D'un côté, il y a la France qui, comme l'a dit récemment le ministre des affaires étrangères Bernard Kouchner et le secrétaire d'État pour les droits de l'homme Rama Yade, entend demander à l'Onu (par une déclaration faite au nom de tous pays de l'Union européenne) la dépénalisation universelle de l'homosexualité. Et, toujours du même côté, il y a plusieurs organisations favorables à l'avortement qui saisissent l'occasion de cette date historique, pour demander que l'avortement devienne un droit universel. Il s'agit de deux demandes différentes, unies cependant par le même leitmotiv : les droits de l'homme doivent être revus au nom de nouvelles catégories non prévues jusqu'à aujourd'hui.
De l'autre côté de la barricade, il y a beaucoup de pays du monde - et parmi ceux-ci le Saint-Siège - qui, comme l'a expliqué hier Mgr Celestino Migliore, ne considèrent pas ces deux demandes comme légitimes. Pour l'observateur permanent du Saint-Siège auprès des Nations Unies qui a exprimé hier le point de vue du Vatican, c'est de la « barbarie » de proposer que l'avortement devienne un droit universel de l'Onu - « cela représente l'introduction du principe homo homini lupus, l'homme devient un loup pour son semblable », a t’il dit - et, en même temps, même si pour l'Église les homosexuels ne doivent absolument pas être discriminés, la demande de dépénalisation de l'homosexualité aurait en fin de compte des buts différents de ceux déclarés : avec l'excuse d'ajouter de nouvelles catégories protégées contre la discrimination, on créerait simplement - ce sont des mots de Mgr Migliore - de « nouvelles et implacables discriminations » : par exemple, « les États qui ne reconnaissent pas comme mariage l'union entre des personnes de même sexe seraient mis au ban et feraient l'objet de pressions ».

- **DONNÉES FOURNIES**
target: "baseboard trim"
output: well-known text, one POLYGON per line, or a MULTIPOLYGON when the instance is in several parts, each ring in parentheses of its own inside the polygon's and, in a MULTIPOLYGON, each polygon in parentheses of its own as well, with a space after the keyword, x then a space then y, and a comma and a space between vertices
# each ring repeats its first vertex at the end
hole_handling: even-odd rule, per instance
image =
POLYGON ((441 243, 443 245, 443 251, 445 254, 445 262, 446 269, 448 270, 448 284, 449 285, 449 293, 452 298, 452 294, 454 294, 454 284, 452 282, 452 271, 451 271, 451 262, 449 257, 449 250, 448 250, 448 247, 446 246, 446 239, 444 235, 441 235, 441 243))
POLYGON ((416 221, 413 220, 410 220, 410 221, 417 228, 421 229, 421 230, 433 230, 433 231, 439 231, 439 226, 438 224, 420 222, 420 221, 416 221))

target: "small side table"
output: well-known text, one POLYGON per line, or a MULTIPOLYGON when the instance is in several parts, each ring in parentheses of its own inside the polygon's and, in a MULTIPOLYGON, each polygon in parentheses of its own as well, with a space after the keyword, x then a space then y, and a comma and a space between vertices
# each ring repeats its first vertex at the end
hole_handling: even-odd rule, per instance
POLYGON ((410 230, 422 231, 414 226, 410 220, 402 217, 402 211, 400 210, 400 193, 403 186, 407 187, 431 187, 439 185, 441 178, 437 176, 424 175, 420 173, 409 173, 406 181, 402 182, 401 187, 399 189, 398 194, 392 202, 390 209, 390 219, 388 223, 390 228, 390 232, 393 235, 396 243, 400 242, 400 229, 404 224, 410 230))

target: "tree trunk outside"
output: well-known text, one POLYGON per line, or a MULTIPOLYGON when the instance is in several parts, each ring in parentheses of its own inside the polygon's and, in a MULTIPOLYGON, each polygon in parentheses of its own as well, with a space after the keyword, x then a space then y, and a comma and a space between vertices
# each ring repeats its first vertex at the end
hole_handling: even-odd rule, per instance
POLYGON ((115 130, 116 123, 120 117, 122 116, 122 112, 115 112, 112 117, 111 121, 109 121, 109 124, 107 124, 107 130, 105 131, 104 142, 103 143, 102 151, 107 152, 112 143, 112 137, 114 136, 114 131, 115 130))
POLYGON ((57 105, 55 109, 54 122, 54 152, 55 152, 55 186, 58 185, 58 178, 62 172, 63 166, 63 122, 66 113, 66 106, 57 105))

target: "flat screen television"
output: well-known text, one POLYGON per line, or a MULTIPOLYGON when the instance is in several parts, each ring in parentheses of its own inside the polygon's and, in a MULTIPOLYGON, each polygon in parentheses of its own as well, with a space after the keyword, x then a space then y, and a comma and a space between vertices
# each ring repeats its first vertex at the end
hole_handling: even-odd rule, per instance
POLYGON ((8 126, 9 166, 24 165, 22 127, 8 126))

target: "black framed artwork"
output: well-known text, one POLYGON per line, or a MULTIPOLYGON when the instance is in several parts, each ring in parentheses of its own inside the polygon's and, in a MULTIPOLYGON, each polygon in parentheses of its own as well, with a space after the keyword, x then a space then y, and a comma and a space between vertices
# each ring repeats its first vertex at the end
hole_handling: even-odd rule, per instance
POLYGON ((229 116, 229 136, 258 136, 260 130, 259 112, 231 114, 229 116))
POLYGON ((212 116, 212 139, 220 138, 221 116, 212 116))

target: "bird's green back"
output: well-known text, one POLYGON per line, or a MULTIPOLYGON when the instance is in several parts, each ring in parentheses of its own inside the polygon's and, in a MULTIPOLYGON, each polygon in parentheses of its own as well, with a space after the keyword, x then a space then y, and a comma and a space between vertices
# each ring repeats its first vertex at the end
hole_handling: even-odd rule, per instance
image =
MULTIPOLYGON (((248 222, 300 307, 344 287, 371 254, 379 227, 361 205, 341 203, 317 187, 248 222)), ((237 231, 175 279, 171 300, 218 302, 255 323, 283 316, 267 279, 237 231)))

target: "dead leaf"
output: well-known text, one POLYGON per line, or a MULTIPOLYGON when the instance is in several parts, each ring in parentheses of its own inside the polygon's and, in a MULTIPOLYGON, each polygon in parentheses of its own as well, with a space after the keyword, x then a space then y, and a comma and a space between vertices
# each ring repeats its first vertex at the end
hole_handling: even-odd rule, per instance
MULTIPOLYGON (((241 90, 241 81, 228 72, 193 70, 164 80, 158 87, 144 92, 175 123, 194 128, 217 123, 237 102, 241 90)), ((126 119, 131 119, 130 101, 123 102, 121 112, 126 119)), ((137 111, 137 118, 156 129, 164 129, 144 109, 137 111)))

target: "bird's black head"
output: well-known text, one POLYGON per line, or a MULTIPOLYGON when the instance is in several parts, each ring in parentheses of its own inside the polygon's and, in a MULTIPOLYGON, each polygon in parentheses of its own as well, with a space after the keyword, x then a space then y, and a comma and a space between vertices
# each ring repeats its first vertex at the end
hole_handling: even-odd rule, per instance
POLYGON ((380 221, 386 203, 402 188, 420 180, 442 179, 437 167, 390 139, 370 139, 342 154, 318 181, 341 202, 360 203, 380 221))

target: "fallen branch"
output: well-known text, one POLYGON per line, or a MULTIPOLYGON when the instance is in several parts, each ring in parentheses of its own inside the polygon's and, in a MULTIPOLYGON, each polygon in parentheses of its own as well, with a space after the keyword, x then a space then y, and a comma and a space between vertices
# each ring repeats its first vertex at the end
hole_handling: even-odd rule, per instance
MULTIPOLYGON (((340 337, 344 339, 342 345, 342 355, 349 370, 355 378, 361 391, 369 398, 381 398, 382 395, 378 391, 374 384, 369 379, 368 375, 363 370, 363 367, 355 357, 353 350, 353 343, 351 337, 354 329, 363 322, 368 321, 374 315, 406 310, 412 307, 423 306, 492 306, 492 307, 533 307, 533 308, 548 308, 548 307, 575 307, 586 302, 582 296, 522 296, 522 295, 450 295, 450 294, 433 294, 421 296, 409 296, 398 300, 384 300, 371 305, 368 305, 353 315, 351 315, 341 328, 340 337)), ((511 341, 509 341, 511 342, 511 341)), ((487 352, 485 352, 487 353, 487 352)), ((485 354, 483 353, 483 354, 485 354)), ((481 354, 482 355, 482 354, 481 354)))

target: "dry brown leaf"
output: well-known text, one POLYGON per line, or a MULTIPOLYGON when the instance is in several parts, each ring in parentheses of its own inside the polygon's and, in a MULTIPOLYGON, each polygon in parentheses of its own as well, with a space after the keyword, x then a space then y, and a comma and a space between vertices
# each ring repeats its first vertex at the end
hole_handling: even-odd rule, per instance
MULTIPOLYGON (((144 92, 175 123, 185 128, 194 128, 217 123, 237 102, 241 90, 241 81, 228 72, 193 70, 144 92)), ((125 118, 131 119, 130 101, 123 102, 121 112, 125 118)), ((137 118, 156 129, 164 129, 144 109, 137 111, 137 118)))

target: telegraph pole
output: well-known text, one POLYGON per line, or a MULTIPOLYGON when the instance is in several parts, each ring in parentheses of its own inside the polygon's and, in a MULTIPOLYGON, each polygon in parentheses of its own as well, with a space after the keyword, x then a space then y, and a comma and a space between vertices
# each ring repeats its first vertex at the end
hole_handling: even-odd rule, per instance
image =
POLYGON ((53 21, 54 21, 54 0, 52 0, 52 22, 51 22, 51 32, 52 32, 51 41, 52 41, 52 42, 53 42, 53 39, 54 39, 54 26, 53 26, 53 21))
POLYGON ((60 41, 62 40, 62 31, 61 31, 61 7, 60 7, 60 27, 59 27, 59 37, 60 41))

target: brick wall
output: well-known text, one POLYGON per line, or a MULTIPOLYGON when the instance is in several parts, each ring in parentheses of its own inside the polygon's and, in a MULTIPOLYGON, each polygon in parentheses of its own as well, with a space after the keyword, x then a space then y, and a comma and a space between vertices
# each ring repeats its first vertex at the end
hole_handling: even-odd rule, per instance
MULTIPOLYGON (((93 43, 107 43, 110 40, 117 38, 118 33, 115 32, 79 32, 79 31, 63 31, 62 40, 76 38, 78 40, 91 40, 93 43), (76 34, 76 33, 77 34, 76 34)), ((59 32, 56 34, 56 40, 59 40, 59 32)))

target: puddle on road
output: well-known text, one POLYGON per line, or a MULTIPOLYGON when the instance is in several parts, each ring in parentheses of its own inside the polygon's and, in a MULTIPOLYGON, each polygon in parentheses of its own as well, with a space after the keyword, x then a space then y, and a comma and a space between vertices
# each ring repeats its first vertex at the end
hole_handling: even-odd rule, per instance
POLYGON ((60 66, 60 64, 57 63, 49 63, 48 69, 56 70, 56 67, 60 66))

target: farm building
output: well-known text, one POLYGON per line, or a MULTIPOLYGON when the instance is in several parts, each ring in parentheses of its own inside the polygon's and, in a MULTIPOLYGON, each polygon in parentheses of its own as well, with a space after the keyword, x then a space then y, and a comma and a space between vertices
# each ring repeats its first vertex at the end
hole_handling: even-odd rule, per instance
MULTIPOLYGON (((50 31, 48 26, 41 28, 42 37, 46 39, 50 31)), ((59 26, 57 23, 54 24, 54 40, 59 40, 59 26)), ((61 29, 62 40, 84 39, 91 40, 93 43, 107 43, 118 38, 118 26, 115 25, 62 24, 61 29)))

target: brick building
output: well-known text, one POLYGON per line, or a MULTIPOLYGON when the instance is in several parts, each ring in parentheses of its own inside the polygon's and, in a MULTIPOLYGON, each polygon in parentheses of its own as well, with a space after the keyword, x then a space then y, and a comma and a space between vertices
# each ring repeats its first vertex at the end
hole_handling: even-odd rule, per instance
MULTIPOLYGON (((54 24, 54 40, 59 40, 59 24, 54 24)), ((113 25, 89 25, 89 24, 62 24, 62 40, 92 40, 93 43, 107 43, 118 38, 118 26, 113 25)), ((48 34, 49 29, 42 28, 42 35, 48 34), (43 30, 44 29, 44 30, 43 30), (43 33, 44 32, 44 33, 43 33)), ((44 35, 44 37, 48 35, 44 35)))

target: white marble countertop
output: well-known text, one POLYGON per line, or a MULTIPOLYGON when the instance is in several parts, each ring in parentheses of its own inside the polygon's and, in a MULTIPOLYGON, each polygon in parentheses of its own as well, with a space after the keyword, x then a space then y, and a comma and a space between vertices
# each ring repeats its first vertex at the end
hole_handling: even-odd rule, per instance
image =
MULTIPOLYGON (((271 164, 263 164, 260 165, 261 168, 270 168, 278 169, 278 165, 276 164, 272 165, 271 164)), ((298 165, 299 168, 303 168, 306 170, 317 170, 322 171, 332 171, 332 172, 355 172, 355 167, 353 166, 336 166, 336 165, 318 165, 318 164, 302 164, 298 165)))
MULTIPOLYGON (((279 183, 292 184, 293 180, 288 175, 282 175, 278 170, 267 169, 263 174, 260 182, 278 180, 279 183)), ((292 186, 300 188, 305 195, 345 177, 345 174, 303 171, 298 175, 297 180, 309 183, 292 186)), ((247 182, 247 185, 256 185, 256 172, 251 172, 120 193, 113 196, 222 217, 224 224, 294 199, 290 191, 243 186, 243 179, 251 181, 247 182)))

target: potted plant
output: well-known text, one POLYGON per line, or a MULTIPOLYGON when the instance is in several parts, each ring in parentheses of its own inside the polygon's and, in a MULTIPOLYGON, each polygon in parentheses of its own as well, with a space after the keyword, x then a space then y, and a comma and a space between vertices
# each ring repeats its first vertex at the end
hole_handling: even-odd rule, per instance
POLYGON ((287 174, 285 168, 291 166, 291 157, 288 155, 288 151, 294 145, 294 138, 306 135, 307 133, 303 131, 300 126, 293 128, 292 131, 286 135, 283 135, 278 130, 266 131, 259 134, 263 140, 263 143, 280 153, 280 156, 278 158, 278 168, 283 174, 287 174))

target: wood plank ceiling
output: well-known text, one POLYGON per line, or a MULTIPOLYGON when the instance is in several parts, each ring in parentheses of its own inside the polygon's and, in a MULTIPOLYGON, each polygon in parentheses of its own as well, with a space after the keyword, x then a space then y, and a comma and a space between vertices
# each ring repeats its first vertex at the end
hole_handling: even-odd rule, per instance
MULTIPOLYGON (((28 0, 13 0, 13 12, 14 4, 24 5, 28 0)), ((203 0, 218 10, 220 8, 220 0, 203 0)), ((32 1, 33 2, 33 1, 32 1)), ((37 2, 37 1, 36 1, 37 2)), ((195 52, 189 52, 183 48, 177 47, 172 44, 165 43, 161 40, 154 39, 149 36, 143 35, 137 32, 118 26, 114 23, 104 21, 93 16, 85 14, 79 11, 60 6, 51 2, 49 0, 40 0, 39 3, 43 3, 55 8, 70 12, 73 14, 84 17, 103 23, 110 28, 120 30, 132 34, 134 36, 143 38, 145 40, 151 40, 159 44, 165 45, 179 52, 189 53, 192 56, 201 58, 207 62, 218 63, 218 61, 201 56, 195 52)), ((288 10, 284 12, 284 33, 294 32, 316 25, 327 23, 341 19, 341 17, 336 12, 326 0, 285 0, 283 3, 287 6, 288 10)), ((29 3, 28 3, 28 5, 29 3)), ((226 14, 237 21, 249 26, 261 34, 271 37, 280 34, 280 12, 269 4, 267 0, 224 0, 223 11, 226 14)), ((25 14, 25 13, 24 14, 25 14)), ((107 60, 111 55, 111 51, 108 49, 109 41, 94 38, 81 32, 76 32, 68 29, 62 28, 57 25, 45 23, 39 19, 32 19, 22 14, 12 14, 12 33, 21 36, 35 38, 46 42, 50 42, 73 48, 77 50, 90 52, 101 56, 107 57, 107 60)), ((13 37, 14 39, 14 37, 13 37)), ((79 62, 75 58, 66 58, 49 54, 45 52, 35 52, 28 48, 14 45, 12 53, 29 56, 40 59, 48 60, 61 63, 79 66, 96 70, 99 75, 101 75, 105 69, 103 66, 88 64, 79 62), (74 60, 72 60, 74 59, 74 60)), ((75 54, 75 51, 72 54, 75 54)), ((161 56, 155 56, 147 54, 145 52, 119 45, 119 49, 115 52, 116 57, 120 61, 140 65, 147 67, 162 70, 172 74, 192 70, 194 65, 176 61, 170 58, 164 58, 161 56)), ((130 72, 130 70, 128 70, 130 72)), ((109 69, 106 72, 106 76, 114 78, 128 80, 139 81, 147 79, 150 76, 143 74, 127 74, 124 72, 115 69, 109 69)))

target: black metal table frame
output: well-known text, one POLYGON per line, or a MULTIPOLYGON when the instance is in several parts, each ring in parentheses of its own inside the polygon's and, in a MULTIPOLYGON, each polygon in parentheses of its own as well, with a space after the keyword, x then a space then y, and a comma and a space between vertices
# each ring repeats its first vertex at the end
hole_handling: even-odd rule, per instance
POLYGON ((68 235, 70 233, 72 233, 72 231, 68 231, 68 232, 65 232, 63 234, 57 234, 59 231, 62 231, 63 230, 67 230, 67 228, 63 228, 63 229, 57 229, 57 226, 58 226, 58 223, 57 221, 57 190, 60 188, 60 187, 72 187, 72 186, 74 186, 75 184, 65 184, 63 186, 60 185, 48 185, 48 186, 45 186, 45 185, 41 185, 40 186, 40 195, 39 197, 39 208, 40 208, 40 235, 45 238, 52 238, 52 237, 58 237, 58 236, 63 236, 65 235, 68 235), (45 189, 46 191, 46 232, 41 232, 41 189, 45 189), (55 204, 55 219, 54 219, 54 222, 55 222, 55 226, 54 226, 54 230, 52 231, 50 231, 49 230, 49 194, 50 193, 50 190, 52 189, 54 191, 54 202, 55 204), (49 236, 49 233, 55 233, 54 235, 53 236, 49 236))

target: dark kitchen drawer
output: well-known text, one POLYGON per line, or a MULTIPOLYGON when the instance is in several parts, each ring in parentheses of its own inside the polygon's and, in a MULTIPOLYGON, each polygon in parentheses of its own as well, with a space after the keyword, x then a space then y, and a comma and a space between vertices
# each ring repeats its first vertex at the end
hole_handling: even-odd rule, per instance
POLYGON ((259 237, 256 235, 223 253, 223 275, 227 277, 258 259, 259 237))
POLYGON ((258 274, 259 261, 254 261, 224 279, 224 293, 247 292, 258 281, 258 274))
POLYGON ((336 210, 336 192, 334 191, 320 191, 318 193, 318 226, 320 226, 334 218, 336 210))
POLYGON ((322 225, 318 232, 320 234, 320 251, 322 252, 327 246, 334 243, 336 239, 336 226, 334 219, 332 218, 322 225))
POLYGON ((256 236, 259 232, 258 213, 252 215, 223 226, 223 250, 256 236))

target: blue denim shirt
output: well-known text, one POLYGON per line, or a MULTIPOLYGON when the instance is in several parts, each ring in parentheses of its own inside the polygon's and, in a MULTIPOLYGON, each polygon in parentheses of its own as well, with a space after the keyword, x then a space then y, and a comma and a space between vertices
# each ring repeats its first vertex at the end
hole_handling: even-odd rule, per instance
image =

- **CONSIGNES DE L'EXERCICE**
[1] Veuillez dire si chacune des affirmations suivantes concorde avec le texte sur les débats à l'Onu, en répondant oui ou non et en citant à la lettre les mots du texte qui permettent de trancher. (a) La France entend demander à l'Onu la dépénalisation universelle de l'homosexualité. (b) Le Saint-Siège considère les deux demandes comme légitimes. (c) Pour l'Église, les homosexuels peuvent être discriminés.
[2] Recopiez à l'identique le passage du texte sur les débats à l'Onu qui va de « D'un côté, il » à « prévues jusqu'à aujourd'hui. ».
[3] Reprenez le texte sur les débats à l'Onu et poursuivez-le à partir de sa dernière phrase.

- **RÉPONSES PAR CONSIGNE**
[1]
(a) Oui : « entend demander à l'Onu (par une déclaration faite au nom de tous pays de l'Union européenne) la dépénalisation universelle de l'homosexualité ».
(b) Non : « ne considèrent pas ces deux demandes comme légitimes ».
(c) Non : « pour l'Église les homosexuels ne doivent absolument pas être discriminés ».

[2]
D'un côté, il y a la France qui, comme l'a dit récemment le ministre des affaires étrangères Bernard Kouchner et le secrétaire d'État pour les droits de l'homme Rama Yade, entend demander à l'Onu (par une déclaration faite au nom de tous pays de l'Union européenne) la dépénalisation universelle de l'homosexualité. Et, toujours du même côté, il y a plusieurs organisations favorables à l'avortement qui saisissent l'occasion de cette date historique, pour demander que l'avortement devienne un droit universel. Il s'agit de deux demandes différentes, unies cependant par le même leitmotiv : les droits de l'homme doivent être revus au nom de nouvelles catégories non prévues jusqu'à aujourd'hui.

[3]
Les propos tenus hier par Mgr Migliore ne font que refléter le sentiment que le Vatican a depuis longtemps sur les deux propositions. Lesquelles, pour le Saint Siège, montrent la volonté mise en avant par plusieurs pays et certains lobbies de réécrire la liste des droits de l'homme, de les reformuler en allant au-delà de cette même déclaration universelle. Et la chose n'est pas acceptable, parce qu'elle refléterait simplement les instances d'une culture laïciste et de parti.
On ne sait pas ce qui se passera au siège de l'Onu après le 10 décembre. En attendant, toutefois, il convient d'enregistrer une réponse à froid, c'est-à-dire transmise par écrit, que le Vatican s'apprête à donner indirectement aux deux propositions. Grâce, en effet, aux travaux de la Commission théologique internationale réunie justement ces jours-ci au Vatican, va sortir sous peu un document intitulé « A la recherche d'une éthique universelle ». On y combattra ce relativisme éthique selon lequel tout a de la valeur et tout est licite. On y donnera les catégories avec lesquelles évaluer ce que sont et ce que ne sont pas ces droits de l'homme inaliénables et, donc, à défendre contre tout et tous.

Il s'agit d'un document voulu fortement par Benoît XVI qui, en recevant l'année dernière les membres de la commission, les avait fortement exhortés à travailler sur le thème de la loi naturelle. Le Pape avait stigmatisé ce « relativisme éthique » dans lequel « certains voient même une des conditions principales de la démocratie, parce que le relativisme garantirait la tolérance et le respect réciproque des personnes ».
Et « lorsque sont en jeu les droits fondamentaux de l'homme, aucune loi faite par les hommes ne peut subvertir la règle écrite par le Créateur dans le coeur de l'homme, sans que la société même en soit dramatiquement frappée dans ce qui constitue sa base inaliénable ». La « loi naturelle », en somme est pour le Pape, « la vraie garantie offerte à chacun pour vivre libre et respecté dans sa dignité, et défendu contre toute manipulation idéologique et contre tout arbitraire et tout abus du plus fort ».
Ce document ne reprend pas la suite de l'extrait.